_Written exercise_
Edit the text on the radio program Suspense: write it out again starting with "Suspense went through" and going on through "was regularly featured.", replacing "evildoers" with "villains".

_Excerpt to read_
One of the premier drama programs of the Golden Age of Radio, it was subtitled "radio's outstanding theater of thrills" and focused on suspense thriller-type scripts, usually featuring leading Hollywood actors of the era. Approximately 945 episodes were broadcast during its long run, and more than 900 still exist.
Suspense went through several major phases, characterized by different hosts, sponsors, and director/producers. Formula plot devices were followed for all but a handful of episodes: the protagonist was usually a normal person suddenly dropped into a threatening or bizarre situation; solutions were "withheld until the last possible second"; and evildoers were usually punished in the end.
In its early years, the program made only occasional forays into science fiction and fantasy. Notable exceptions include adaptations of Curt Siodmak's Donovan's Brain and H. P. Lovecraft's "The Dunwich Horror", but by the late 1950s, such material was regularly featured.

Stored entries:
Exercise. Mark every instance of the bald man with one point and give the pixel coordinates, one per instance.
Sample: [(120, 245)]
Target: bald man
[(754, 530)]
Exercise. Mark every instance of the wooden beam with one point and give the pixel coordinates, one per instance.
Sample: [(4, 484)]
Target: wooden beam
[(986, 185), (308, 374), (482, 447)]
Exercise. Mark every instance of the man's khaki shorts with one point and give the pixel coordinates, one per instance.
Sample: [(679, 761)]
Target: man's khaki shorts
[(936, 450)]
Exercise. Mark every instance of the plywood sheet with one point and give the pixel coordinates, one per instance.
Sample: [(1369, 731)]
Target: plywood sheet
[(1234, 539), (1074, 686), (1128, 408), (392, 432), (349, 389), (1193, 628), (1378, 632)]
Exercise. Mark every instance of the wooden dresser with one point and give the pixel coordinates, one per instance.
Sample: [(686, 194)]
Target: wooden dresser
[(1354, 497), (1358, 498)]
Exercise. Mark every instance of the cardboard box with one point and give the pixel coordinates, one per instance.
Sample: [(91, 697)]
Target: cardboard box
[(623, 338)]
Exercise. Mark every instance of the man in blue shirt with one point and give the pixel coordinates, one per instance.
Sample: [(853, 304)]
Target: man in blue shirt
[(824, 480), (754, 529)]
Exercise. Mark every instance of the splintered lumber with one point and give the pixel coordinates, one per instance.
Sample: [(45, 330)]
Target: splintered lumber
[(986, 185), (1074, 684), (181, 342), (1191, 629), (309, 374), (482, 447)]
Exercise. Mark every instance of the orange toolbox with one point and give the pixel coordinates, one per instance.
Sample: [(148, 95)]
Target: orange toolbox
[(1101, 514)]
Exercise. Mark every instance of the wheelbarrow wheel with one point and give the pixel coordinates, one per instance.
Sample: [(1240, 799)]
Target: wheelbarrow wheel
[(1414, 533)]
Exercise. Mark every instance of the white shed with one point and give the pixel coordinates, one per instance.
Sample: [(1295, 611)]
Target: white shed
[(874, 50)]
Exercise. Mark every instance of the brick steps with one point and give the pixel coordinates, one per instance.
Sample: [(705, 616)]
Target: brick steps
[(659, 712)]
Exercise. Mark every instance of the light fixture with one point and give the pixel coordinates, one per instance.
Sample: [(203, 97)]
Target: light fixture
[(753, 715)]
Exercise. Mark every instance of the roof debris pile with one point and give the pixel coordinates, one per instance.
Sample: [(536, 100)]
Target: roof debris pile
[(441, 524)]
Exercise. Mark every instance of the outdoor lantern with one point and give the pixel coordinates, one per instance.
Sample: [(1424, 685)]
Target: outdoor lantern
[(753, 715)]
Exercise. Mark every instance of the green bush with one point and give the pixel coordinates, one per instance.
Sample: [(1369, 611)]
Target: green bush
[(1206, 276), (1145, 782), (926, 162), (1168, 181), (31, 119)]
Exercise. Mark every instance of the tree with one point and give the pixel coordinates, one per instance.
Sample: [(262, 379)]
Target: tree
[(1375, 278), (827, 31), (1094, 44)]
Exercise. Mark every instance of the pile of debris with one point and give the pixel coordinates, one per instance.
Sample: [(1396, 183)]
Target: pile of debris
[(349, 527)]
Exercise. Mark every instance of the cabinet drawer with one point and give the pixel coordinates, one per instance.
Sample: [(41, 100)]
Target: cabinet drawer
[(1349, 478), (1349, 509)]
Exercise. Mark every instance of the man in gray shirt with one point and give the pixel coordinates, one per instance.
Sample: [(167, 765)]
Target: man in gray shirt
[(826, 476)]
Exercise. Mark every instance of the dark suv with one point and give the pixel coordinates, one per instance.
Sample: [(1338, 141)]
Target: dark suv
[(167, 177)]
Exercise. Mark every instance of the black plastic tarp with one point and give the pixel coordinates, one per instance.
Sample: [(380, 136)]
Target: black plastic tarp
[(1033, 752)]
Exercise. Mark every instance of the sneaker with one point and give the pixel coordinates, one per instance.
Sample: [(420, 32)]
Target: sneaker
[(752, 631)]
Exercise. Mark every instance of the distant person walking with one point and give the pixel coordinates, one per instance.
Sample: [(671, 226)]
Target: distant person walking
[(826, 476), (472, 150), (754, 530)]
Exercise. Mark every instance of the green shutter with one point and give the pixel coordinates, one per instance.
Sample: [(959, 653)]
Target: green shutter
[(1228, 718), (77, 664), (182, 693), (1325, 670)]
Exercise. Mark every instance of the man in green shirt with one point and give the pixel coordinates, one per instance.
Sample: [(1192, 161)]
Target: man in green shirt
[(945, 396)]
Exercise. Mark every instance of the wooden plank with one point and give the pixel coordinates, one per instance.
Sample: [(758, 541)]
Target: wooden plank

_Result of this task_
Suspense went through several major phases, characterized by different hosts, sponsors, and director/producers. Formula plot devices were followed for all but a handful of episodes: the protagonist was usually a normal person suddenly dropped into a threatening or bizarre situation; solutions were "withheld until the last possible second"; and villains were usually punished in the end.
In its early years, the program made only occasional forays into science fiction and fantasy. Notable exceptions include adaptations of Curt Siodmak's Donovan's Brain and H. P. Lovecraft's "The Dunwich Horror", but by the late 1950s, such material was regularly featured.